Transcribe, word for word, the line containing "the fence post" and each line following it through the end of the listing below. Omit all other lines.
◇ ◇ ◇ ◇ ◇ ◇ ◇
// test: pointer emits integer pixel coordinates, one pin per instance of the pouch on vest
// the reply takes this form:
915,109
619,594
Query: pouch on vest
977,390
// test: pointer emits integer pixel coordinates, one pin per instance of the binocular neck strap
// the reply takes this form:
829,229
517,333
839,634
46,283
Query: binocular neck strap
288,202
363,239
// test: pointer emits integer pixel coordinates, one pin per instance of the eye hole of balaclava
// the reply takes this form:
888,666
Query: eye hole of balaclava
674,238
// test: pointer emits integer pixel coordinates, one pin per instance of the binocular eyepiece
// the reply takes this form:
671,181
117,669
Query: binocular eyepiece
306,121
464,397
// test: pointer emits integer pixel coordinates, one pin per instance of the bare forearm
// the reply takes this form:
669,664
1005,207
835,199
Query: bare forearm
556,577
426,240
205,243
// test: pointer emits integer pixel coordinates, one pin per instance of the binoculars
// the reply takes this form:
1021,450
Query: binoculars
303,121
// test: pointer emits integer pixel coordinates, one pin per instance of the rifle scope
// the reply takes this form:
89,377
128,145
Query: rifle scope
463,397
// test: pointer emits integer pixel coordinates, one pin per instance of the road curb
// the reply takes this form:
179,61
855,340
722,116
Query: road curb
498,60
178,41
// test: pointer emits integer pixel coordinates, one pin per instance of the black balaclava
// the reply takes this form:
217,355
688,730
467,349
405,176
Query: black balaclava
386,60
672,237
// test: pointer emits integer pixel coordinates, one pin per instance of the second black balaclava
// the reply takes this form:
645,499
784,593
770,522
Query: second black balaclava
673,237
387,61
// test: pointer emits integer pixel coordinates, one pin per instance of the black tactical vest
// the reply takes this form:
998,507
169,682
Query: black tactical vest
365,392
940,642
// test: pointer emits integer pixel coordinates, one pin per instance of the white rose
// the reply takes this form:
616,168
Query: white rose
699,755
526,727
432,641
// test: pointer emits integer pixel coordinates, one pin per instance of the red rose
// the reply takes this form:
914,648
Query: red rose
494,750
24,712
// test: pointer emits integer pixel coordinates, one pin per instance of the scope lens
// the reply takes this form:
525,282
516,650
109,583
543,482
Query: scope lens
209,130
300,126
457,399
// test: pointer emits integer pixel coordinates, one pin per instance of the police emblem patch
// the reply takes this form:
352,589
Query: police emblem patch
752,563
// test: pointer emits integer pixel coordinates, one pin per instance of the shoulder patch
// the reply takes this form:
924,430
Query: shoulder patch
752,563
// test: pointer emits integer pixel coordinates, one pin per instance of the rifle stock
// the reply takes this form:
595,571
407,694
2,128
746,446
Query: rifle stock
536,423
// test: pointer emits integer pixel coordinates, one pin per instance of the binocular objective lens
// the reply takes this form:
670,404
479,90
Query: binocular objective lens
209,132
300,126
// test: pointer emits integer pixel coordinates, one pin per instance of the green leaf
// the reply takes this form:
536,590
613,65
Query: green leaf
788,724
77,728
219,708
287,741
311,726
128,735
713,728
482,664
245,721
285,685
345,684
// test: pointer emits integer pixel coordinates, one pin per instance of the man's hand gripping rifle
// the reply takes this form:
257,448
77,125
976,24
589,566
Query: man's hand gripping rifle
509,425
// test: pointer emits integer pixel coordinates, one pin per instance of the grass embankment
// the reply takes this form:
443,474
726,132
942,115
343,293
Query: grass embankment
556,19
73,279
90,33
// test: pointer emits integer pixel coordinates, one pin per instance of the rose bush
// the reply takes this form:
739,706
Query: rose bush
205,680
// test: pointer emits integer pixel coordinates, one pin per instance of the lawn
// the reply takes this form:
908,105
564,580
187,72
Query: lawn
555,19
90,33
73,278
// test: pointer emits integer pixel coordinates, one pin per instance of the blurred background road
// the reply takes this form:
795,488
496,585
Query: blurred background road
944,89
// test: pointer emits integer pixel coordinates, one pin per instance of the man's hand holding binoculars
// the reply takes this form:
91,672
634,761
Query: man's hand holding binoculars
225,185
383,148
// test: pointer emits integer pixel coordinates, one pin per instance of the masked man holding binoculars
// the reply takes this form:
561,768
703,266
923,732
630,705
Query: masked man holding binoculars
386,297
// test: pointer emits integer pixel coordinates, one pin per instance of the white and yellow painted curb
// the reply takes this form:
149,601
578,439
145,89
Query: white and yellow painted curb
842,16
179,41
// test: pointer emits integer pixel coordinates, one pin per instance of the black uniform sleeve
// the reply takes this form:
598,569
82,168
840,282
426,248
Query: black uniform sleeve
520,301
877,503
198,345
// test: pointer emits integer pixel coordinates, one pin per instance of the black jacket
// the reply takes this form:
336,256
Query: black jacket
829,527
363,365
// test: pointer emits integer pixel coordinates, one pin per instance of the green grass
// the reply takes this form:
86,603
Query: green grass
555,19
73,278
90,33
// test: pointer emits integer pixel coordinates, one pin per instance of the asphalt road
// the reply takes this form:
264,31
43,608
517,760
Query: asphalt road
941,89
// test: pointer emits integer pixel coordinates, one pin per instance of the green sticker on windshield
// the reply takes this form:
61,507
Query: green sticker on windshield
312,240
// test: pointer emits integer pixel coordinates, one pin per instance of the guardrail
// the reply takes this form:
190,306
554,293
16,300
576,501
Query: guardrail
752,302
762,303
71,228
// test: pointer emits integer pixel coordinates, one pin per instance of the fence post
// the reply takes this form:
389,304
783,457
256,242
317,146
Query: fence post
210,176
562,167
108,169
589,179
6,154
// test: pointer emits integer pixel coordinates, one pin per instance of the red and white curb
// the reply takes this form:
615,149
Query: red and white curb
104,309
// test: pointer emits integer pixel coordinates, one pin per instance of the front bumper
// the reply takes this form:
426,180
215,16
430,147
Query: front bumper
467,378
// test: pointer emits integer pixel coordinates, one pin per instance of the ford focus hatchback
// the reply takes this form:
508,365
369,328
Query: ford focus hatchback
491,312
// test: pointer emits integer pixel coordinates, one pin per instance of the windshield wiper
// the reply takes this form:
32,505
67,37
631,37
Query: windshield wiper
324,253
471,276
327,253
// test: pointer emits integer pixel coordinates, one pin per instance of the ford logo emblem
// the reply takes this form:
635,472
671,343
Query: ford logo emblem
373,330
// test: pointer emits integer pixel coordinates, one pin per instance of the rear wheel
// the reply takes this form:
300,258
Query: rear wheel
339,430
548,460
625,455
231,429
◇ ◇ ◇ ◇ ◇ ◇ ◇
ANSWER TO THE EXERCISE:
// test: pointer emits integer pixel coordinates, one pin per instance of the fence post
// the reply takes this form:
389,304
783,457
256,242
317,146
Query: fence post
210,176
562,167
108,169
589,179
6,154
// test: pointer emits integer pixel coordinates, one pin per instance of the red and white curb
// the reply takes this form:
615,149
Query: red and white curb
104,309
// test: pointer emits integer pixel coordinates, one pin per instance of the front bumper
// the reply takes this form:
426,180
215,16
430,147
Query: front bumper
467,378
// test: pointer emits integer pixel coordinates, one pin per instance of the ford focus hatchback
// the reply takes this form:
508,365
369,328
Query: ford focus hatchback
491,312
// test: pointer emits integer pixel coordinates, one pin per instance of the windshield wiper
// the reply takes this form:
32,505
67,37
631,37
Query: windshield wiper
324,253
471,276
327,253
// test: pointer emits integer pixel coordinates, one pin per instance of the ford logo emblem
// the reply takes this form:
635,472
671,343
Query: ford logo emblem
373,330
// test: pointer emits integer pixel coordinates, one pin per instance of the rear wheel
// the reply takes this form:
300,258
Query: rear wheel
339,430
548,460
625,455
231,429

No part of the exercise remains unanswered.